## BEGIN Material

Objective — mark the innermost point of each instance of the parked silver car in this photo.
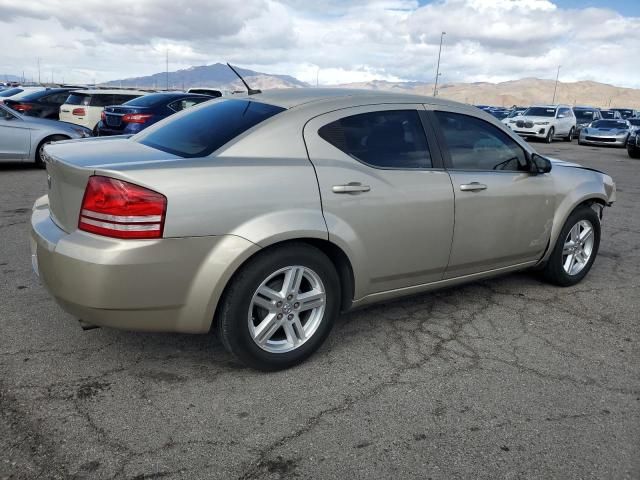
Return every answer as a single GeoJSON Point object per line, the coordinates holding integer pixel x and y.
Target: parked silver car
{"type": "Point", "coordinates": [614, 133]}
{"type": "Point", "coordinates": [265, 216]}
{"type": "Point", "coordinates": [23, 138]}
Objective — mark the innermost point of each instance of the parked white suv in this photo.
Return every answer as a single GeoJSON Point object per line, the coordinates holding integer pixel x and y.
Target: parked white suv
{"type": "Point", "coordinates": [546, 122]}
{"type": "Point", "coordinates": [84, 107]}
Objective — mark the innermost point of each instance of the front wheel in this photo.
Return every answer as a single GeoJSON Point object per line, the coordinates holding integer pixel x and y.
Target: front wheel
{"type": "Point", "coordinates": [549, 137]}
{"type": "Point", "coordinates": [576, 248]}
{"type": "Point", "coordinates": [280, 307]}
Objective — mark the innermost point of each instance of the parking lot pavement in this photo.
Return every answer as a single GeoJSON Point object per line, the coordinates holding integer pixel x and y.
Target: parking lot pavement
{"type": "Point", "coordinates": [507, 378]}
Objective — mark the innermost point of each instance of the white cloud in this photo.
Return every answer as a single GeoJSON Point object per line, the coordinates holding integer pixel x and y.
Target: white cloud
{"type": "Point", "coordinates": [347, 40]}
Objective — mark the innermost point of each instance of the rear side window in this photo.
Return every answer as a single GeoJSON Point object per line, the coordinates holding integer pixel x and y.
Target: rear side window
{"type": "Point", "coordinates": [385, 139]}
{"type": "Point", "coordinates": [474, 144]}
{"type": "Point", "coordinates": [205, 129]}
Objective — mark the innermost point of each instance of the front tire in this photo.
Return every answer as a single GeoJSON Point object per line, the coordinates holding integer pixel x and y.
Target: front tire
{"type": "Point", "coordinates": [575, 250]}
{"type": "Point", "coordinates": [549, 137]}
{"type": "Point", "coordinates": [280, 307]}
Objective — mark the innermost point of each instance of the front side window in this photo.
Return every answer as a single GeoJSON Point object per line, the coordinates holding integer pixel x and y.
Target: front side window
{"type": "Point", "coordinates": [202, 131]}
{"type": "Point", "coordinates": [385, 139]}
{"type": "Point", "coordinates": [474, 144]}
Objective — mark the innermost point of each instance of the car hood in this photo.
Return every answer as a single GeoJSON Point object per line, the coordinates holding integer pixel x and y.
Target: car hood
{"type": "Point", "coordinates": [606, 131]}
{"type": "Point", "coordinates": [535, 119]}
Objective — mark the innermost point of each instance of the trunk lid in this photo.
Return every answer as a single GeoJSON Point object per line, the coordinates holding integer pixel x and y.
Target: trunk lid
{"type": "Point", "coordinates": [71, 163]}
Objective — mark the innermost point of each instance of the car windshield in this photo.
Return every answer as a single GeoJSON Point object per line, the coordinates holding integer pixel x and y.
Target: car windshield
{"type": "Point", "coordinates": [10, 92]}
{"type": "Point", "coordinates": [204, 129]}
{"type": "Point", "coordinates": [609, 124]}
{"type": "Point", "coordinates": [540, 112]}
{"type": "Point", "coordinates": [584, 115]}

## END Material
## BEGIN Material

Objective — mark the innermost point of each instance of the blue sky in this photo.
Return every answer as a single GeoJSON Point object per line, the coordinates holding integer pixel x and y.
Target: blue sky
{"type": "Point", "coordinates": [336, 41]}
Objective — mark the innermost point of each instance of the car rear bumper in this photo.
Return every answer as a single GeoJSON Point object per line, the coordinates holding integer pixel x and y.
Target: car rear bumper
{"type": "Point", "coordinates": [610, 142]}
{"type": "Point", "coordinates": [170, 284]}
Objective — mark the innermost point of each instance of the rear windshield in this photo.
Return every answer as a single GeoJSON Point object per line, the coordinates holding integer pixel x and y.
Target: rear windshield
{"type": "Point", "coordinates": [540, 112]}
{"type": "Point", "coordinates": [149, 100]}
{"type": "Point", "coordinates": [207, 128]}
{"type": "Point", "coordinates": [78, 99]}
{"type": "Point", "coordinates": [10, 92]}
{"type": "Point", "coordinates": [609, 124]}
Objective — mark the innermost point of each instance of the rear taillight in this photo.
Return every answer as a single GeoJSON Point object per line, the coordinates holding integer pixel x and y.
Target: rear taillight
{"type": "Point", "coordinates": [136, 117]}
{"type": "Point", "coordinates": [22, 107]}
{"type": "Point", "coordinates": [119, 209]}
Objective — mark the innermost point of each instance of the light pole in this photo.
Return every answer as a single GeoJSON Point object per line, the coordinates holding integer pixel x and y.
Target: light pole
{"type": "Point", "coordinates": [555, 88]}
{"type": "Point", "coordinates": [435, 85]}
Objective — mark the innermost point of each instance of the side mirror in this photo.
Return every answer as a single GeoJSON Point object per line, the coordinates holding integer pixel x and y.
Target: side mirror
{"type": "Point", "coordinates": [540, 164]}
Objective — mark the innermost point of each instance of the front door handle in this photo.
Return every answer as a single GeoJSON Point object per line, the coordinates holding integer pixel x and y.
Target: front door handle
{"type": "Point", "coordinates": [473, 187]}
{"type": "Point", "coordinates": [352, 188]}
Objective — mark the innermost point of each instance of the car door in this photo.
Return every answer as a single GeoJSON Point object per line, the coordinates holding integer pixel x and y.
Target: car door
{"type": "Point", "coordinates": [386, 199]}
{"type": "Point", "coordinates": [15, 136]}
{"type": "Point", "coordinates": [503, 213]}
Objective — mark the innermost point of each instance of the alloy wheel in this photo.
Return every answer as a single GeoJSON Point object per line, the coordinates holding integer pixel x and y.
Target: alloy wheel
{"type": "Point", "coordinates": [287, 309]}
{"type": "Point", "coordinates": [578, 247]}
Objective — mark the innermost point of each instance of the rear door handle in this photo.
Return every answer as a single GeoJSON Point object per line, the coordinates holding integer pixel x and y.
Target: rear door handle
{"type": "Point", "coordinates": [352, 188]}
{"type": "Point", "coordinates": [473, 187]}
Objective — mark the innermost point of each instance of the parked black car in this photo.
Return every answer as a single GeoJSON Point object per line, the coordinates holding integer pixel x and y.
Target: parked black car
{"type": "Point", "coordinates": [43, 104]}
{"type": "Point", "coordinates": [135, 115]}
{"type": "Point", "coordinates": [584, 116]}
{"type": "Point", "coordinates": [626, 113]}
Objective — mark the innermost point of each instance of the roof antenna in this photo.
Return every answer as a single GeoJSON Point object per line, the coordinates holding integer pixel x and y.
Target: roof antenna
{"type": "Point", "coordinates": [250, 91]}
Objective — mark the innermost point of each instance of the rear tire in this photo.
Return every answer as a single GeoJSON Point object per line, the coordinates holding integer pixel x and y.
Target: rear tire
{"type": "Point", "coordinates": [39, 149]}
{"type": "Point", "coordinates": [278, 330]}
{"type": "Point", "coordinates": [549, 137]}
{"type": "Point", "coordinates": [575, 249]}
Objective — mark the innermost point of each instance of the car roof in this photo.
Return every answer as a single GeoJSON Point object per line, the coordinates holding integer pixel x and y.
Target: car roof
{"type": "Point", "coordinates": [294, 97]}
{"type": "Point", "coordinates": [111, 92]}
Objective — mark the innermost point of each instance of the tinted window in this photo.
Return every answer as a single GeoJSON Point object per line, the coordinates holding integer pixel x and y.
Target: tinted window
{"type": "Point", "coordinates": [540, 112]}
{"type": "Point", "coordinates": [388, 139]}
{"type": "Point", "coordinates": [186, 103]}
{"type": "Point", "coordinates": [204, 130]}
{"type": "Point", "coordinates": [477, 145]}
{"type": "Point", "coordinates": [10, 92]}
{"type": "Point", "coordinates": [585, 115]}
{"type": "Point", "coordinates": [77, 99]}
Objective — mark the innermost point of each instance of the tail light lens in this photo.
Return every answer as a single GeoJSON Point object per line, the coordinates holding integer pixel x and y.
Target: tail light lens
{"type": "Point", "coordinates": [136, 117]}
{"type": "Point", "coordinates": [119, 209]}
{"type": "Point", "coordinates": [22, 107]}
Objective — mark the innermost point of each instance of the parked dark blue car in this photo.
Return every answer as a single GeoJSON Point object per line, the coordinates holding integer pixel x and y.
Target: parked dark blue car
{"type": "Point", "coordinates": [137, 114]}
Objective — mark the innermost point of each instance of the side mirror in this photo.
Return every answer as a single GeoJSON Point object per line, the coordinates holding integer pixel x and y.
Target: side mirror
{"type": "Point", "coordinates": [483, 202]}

## END Material

What to produce: Count the rows above that contain the string "tinted", treating uppercase and lowercase as different, and give only that number.

Written answer: 2